━━━ Passage

What if I split the BAM file by chromosome using following command samtools view -b input.bam chr1 chr2 chr3 chr4 > output.bam and then Cufflinks is done. Would it produce false positive? Can somebody help me understand or give me some reference article? Actually it has been hampering my work for long and I would be extremely grateful.
Your post has already been answered, and I agree with Andrew (a sentiment I echo in our other thread), but I believe that it also depends on the type of experiment that you're doing: The one part where you should not split by chromosome is if you are looking to use the normalised FPKM (or geometric) values from Cufflinks. Most people don't use these values from Cufflinks, and instead use Cufflinks for just producing an individual transcriptome reference GTF per sample. In this case, I cannot see how spliting the BAM and then anlysing separately is an issue. I would alsosplit any reference/guide GTF that you're supplying, too.
This guy agrees: http://seqanswers.com/forums/showthread.php?t=8866
This person has evidence that splitting is not ok: https://groups.google.com/forum/#!topic/tuxedo-tools-users/59Tk3qZlbp8
I would encourage you to run an experiment with a BAM file separely for chr1 and chr2, and then a third time using chr1+chr2. Your system should be capable to perform this. Let us know what results you find.

━━━━━━
━━━ Dataset

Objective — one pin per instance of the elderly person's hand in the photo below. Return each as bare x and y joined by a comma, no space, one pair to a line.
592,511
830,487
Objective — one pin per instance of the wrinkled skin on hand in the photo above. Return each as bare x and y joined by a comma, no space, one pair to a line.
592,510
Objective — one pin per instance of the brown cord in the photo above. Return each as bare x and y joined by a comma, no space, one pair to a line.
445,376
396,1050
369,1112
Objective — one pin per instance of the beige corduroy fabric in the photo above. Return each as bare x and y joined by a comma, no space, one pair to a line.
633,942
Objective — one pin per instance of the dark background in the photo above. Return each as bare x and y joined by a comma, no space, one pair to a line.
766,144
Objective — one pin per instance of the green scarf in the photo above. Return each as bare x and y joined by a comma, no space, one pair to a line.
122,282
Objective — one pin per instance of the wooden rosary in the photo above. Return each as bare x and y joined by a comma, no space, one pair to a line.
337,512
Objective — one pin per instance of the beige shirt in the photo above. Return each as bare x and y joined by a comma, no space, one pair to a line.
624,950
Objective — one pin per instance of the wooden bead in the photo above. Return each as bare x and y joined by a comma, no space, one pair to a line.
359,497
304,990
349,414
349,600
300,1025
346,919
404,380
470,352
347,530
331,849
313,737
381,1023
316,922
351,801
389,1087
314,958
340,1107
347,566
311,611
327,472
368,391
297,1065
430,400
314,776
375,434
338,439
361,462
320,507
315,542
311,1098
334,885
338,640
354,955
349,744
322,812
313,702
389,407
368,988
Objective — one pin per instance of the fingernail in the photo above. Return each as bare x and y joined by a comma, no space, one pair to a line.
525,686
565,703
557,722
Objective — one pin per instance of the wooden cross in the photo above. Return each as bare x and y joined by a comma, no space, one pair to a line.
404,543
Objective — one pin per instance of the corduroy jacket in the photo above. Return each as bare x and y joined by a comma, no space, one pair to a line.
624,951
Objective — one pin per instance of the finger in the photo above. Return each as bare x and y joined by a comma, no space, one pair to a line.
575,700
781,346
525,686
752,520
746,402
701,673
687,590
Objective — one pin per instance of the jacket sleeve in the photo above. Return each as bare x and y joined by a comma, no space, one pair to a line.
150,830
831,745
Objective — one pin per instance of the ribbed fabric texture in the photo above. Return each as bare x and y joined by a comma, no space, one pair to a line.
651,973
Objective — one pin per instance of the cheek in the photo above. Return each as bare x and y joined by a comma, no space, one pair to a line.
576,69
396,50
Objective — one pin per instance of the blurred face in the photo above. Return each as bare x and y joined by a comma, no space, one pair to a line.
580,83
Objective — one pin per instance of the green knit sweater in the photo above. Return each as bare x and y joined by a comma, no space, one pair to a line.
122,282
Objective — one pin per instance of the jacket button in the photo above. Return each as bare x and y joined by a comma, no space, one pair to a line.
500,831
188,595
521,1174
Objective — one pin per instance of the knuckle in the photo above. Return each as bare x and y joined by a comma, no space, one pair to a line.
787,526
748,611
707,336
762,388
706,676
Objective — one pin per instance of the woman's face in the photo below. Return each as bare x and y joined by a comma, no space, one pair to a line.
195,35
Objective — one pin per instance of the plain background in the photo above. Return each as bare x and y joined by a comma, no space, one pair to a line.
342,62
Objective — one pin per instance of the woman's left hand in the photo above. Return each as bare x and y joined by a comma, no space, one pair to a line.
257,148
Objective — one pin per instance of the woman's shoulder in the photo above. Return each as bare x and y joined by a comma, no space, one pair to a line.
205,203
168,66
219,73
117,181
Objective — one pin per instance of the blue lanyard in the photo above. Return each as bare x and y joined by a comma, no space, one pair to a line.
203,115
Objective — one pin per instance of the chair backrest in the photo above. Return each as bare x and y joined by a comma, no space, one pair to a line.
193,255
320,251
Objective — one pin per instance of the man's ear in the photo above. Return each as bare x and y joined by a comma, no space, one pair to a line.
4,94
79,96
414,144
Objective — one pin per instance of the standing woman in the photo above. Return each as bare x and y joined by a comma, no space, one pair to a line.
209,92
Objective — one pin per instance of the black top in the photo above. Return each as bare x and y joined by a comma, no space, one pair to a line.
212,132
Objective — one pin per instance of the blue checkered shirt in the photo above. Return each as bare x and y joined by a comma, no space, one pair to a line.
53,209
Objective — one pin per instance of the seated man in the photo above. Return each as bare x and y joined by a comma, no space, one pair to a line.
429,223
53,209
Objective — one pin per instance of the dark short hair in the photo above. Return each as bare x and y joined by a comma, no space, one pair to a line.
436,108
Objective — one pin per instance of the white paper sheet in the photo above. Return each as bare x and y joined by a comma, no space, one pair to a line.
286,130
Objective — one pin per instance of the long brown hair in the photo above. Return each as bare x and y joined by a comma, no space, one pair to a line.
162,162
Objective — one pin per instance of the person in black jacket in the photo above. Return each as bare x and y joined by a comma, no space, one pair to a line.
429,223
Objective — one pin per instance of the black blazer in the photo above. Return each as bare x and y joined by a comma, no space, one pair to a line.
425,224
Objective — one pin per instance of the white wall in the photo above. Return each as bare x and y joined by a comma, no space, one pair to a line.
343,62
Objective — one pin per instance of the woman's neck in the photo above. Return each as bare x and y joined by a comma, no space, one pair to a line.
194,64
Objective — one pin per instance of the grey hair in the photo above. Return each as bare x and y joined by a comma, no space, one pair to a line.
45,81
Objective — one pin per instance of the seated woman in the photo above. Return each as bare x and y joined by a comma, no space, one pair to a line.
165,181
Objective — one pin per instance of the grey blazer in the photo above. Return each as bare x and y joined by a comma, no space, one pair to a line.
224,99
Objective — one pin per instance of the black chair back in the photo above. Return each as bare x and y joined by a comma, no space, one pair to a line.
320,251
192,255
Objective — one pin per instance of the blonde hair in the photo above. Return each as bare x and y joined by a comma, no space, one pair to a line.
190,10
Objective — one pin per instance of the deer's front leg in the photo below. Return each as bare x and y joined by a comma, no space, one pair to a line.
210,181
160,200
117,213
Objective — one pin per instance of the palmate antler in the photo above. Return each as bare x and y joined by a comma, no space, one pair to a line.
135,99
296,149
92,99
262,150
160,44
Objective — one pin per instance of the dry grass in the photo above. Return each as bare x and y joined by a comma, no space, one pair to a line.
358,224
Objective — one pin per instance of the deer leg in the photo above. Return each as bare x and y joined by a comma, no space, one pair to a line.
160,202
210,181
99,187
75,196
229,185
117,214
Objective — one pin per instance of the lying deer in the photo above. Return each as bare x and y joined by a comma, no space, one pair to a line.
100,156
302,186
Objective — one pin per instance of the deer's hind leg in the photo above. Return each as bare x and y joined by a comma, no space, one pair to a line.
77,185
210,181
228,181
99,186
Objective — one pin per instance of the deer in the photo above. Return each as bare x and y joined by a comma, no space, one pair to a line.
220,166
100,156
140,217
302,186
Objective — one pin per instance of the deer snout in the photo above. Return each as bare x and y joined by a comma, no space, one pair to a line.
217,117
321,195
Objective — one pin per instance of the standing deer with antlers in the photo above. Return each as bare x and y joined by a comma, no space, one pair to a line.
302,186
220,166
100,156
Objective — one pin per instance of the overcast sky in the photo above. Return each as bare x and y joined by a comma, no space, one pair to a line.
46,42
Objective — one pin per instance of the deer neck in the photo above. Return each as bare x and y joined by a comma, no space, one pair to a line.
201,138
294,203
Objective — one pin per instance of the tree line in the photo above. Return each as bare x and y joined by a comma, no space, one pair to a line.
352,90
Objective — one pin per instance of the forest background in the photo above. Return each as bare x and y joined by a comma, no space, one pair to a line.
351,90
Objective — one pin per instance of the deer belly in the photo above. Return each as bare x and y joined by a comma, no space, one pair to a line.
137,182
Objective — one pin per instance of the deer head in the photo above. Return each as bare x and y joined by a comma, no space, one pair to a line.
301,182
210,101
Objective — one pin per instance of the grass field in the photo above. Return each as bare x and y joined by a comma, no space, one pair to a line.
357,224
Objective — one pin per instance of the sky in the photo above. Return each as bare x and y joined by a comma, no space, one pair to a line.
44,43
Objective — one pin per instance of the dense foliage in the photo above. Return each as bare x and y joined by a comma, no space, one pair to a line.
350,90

━━━━━━

Carry the forum thread about splitting BAM files by chromosome for Cufflinks further, starting after its last post. These records come from a separate source.

_Result for this exercise_:
I run Cufflinks with BAM file for chr1 and chr2 separately and then a third time with BAM file of chr1+chr2 and the number of processed loci for chr1 is 46184 and for chr2 is 44979. For chr1+chr2, it 46184+44979=91163
Thanks for the test! Did you use the -G parameter and provide a reference GTF?
Are the FPKM values in the results files the same?
I did not use the -G parameter, my command was: Cufflink -p 4 -o out.put BAM. FPKM values were different
Yes, that makes sense. The FPKM values are different because the read counts are normalised, in part, depending on the distribution of counts across all chromosomes.
So, the ultimate question for you is this: Why did you originally want to use TopHat/Cufflinks?
If you just want to identify novel transcripts and then use another program to determine raw counts over these, then you can split the BAM and identify transcripts independently per chromosome (and merge them into a single transcriptome reference GTF at the end)
If you intend to use Cuffdiff, Cuffnorm, etc., then you cannot feasibly split the BAM by chromosome
As an example for you: I recently conducted an experiment where I just wanted to identify novel transcript regions in my FASTQ files. I ran TopHat2/Cufflinks independently on each, and produced a new consensus reference GTF. From this, overlaying these new identified transcripts with my reference FASTA genome, I then produced a new reference transcriptome in FASTA (using the
gffread
function in cufflinks). I then used Kalliso to determine raw counts in my samples over this new reference transcriptome.In my example, I could have split the files by chromosome.
Thank you Kevin! My aim is to find novel transcript so I can split the BAM by chromosome.